- **SOURCE DATA**:
:::
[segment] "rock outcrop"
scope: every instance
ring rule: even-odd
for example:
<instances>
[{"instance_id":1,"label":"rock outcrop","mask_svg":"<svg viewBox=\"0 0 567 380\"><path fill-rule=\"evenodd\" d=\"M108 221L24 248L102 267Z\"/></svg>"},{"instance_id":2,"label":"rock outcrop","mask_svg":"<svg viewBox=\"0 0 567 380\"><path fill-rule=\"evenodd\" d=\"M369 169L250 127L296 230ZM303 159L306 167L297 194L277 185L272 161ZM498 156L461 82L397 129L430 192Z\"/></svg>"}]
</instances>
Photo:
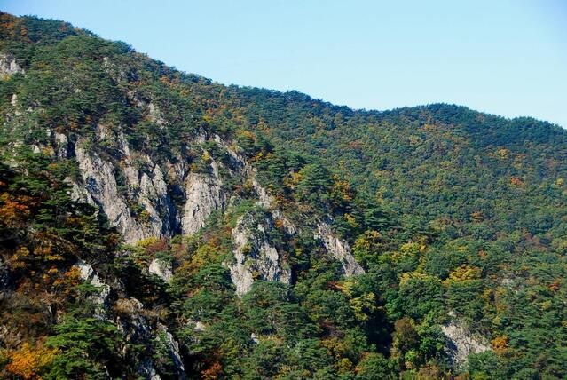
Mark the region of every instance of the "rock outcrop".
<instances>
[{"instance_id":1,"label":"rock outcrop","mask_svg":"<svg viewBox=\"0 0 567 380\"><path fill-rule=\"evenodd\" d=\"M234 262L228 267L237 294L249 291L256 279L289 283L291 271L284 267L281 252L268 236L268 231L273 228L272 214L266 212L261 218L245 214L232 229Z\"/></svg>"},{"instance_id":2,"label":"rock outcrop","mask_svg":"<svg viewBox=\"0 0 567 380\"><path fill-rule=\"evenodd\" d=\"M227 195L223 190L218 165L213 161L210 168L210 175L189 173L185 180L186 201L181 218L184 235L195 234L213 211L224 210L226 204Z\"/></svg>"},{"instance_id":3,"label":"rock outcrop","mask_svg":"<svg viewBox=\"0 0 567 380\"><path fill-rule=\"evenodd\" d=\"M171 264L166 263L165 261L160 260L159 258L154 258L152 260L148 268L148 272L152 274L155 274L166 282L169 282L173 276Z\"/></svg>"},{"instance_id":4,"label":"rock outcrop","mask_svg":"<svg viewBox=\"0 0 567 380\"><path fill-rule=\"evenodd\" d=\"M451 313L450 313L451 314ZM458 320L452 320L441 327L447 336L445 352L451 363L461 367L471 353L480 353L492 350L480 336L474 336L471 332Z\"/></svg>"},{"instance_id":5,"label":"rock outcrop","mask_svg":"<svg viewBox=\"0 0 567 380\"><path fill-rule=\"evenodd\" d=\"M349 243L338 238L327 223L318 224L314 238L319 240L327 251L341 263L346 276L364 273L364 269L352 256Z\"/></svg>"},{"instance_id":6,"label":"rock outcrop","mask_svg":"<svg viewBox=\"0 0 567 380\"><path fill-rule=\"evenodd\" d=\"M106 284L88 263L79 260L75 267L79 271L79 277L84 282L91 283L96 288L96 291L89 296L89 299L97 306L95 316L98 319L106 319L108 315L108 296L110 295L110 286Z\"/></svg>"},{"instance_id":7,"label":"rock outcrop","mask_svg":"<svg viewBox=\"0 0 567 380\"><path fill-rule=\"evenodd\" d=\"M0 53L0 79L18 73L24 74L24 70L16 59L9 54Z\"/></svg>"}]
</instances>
:::
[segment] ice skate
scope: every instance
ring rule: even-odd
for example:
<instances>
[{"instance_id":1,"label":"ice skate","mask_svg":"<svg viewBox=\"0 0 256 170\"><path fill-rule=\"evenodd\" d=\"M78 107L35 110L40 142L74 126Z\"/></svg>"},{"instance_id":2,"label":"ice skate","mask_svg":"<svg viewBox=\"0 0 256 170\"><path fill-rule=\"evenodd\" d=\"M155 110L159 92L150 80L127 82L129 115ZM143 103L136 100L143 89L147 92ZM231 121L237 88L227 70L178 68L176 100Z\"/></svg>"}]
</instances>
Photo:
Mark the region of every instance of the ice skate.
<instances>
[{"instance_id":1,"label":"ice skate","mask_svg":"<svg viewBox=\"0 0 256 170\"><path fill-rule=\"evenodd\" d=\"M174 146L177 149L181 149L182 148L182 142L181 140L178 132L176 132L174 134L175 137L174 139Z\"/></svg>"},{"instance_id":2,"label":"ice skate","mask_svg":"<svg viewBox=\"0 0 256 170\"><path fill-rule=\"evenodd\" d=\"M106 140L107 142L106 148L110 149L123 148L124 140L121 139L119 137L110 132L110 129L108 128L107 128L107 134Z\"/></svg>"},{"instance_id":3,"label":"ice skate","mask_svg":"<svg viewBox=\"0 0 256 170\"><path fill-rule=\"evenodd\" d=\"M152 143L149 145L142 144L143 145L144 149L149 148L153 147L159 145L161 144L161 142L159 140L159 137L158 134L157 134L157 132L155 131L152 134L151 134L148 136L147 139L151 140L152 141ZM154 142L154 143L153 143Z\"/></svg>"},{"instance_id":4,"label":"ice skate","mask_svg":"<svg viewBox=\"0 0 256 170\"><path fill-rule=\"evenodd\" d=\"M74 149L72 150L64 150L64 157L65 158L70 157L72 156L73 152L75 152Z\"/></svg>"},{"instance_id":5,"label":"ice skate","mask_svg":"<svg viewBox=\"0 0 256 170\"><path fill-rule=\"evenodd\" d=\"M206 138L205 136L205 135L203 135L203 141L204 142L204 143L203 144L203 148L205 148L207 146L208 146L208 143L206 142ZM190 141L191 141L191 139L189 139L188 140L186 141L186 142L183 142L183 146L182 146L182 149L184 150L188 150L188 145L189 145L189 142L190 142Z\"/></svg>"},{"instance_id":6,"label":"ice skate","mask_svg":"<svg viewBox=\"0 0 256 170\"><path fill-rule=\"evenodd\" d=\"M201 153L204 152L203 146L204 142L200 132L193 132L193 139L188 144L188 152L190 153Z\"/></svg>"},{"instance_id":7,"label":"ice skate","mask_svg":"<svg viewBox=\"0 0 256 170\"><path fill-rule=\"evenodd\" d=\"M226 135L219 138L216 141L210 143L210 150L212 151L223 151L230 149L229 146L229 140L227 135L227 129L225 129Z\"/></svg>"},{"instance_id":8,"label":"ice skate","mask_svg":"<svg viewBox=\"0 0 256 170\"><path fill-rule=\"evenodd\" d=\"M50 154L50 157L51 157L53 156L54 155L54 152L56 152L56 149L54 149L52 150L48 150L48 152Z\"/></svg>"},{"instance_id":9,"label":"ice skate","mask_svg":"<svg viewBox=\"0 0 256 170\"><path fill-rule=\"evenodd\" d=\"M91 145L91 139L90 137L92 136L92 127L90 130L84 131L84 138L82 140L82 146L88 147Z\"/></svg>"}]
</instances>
:::
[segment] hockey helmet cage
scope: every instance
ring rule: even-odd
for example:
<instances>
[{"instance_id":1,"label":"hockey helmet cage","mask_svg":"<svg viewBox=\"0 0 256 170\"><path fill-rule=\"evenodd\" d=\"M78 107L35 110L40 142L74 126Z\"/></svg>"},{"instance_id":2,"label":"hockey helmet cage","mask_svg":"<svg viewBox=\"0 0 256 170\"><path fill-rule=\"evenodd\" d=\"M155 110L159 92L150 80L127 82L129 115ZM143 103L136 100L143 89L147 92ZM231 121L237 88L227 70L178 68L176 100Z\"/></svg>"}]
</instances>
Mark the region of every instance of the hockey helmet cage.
:::
- **YOUR TASK**: Lay out the lines as a JSON list of strings, one per line with blank lines omitted, starting with the line that contains "[segment] hockey helmet cage" and going on through the line that contains "Mark the region of every instance of the hockey".

- **SOLUTION**:
[
  "[segment] hockey helmet cage",
  "scope: every instance",
  "ring rule: even-odd",
  "for example:",
  "<instances>",
  "[{\"instance_id\":1,\"label\":\"hockey helmet cage\",\"mask_svg\":\"<svg viewBox=\\\"0 0 256 170\\\"><path fill-rule=\\\"evenodd\\\" d=\\\"M78 107L35 110L40 142L74 126Z\\\"/></svg>\"},{\"instance_id\":2,\"label\":\"hockey helmet cage\",\"mask_svg\":\"<svg viewBox=\\\"0 0 256 170\\\"><path fill-rule=\\\"evenodd\\\" d=\\\"M155 110L159 92L150 80L127 82L129 115ZM143 103L136 100L143 89L147 92ZM231 121L237 88L227 70L178 68L176 100Z\\\"/></svg>\"}]",
  "</instances>",
  "Mark the region of every instance of the hockey helmet cage."
]